*Excerpt provided*

Using the observed species richness data and a nested design we calculated four measures of the ratios of regional and mean component local species richness as metrics of spatial turnover: (1) total 10 km × 10 km and mean cumulative 1 km × 1 km richness; (2) standardized 10 km × 10 km and mean single year 1 km × 1 km richness; (3) standardized 10 km × 10 km and mean 2 km × 2 km richness; and (4) 2 km × 2 km and mean single year 1 km × 1 km richness. We consider these pairs of species richness estimates to be comparable because each member of a pair is collated over the same number of years. Similarly we measure the ratio of cumulative species richness estimated over a number of years to species richness in a single year. This metric provides a useful first approximation of temporal turnover. An equivalent measure of temporal turnover could not be constructed at the 10 km × 10 km spatial grain as at this grain, single and multiple year measures of species richness differ in factors other than the number of years over which species richness data were collated. These metrics can be considered broad sense measures of turnover (Koleff, Gaston & Lennon 2003).

occupancy and abundance

We used the total number of occupied 2 km × 2 km plots, summed across all species and based only on the eight randomly selected plots as a standardized measure of total occupancy at the resolution of 10 km × 10 km plots. We calculated equivalent data on mean occupancy per species. Empirical data indicate that occupancy and abundance are positively correlated in British birds (Gaston, Blackburn & Gregory 1997) and thus this measure of occupancy provides some indication of avian abundance in a 10 km × 10 km plot.

We used distance sampling software (distance, version 4·1 Release 2; Buckland et al. 2001; Thomas et al. 2004) to calculate total avian density within each 1 km × 1 km plot surveyed in 2000 (the year with the most data). We modelled the decline in detectability with distance from the transect line and took the heterogeneity in detectability between species, habitats and regions into account. We calculated detectability functions for each species with 40 or more observations; for other species we used the detectability function for a commoner surrogate species, which was as similar to the rare species in its conspicuousness and habitat type as possible (Table S1). Detectability functions were constructed using nine main habitat types (broad-leaved woodland, coniferous woodland, mixed woodland, scrub, seminatural grassland, heath and bog, farmland, humans and water bodies, based on Crick 1992) and 11 regions (nine English Government Office Regions, Wales and Scotland) as factors. We fitted half-normal and hazard-rate key functions and selected the detectability function that provided the best fit to the data as judged by Akaike Information Criteria (AIC) values. Once this best fitting model had been chosen for a species, it was applied to the encounters from surveyed squares to produce an estimate of the number of individuals of that species within each square; these were summed to estimate total avian density. We also calculated mean density per species present in the local assemblage.

*Information given*
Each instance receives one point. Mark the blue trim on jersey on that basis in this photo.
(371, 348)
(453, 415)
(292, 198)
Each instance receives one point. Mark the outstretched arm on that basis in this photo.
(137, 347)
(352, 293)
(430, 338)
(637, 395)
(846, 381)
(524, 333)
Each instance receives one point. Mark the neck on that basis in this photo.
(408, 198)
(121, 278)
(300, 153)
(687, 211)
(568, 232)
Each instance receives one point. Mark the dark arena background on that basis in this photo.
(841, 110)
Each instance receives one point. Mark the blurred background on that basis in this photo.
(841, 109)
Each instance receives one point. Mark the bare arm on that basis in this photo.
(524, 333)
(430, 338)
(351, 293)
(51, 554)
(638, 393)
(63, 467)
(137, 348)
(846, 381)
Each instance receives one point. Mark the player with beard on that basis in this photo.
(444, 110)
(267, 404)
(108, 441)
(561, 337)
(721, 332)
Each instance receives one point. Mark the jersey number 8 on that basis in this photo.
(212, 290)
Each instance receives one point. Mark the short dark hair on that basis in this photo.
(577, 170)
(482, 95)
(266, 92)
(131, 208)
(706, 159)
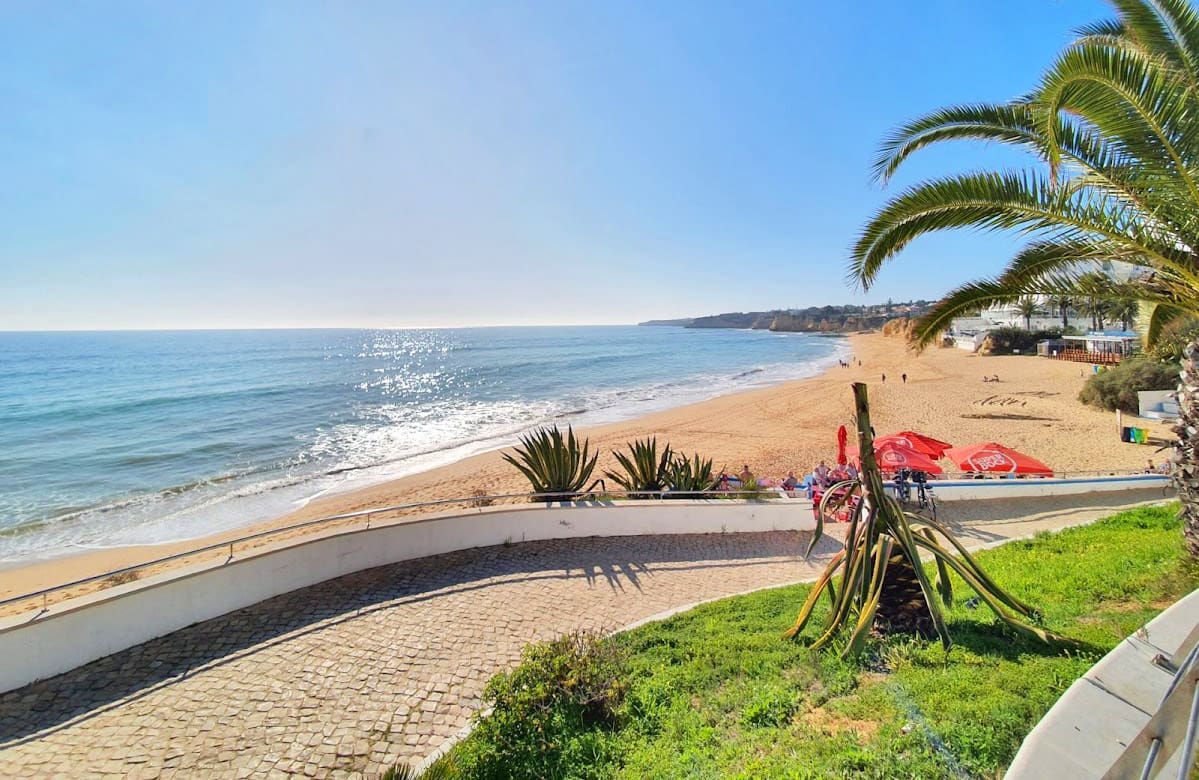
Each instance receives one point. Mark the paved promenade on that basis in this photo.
(347, 677)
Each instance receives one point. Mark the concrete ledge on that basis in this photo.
(1100, 715)
(79, 630)
(983, 489)
(84, 629)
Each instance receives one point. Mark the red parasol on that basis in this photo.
(892, 458)
(926, 445)
(994, 457)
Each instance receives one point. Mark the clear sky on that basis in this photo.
(259, 164)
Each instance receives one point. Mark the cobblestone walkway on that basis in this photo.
(347, 677)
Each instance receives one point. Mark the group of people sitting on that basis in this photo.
(820, 477)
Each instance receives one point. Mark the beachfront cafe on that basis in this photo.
(1100, 348)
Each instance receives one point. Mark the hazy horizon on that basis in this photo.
(191, 167)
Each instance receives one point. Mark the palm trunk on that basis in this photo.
(1185, 461)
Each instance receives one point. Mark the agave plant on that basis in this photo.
(444, 768)
(883, 581)
(554, 464)
(1110, 195)
(688, 477)
(643, 467)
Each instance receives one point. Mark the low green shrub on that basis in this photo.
(550, 713)
(1116, 387)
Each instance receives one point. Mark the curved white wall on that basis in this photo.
(84, 629)
(80, 630)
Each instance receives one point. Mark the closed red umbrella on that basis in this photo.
(893, 457)
(996, 458)
(932, 447)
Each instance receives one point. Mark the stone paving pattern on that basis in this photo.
(344, 678)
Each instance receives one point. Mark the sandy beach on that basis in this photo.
(790, 427)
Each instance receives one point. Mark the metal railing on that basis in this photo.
(479, 501)
(1174, 726)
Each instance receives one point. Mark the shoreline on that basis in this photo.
(178, 514)
(775, 429)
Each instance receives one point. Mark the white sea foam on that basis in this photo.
(381, 442)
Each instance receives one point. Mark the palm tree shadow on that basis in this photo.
(622, 563)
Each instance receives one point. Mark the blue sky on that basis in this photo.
(288, 164)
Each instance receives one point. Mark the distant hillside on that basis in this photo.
(682, 322)
(824, 319)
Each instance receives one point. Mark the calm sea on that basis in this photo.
(132, 437)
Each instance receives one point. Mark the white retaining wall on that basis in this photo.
(986, 489)
(80, 630)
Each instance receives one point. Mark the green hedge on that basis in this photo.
(1116, 387)
(1008, 340)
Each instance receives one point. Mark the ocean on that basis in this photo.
(112, 439)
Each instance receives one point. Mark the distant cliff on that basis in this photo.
(824, 319)
(755, 320)
(836, 324)
(682, 322)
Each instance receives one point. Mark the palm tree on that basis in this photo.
(1115, 180)
(1028, 307)
(1061, 304)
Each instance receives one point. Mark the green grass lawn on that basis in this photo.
(717, 693)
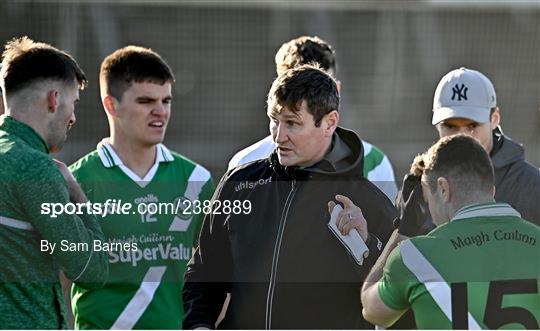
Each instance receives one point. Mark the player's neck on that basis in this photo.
(138, 159)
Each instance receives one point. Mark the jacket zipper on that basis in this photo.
(275, 257)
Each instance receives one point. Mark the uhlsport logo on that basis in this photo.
(251, 185)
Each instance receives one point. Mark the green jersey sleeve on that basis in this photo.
(397, 281)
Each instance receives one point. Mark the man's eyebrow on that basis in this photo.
(292, 116)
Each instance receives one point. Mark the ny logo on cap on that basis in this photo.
(460, 92)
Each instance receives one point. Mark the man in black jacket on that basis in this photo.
(279, 260)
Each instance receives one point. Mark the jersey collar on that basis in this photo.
(486, 209)
(110, 159)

*Written request*
In the excerpt on bird richness and density, what was the minimum number of observations a species needed to get its own detectability function?

*Output of the exercise*
40 observations.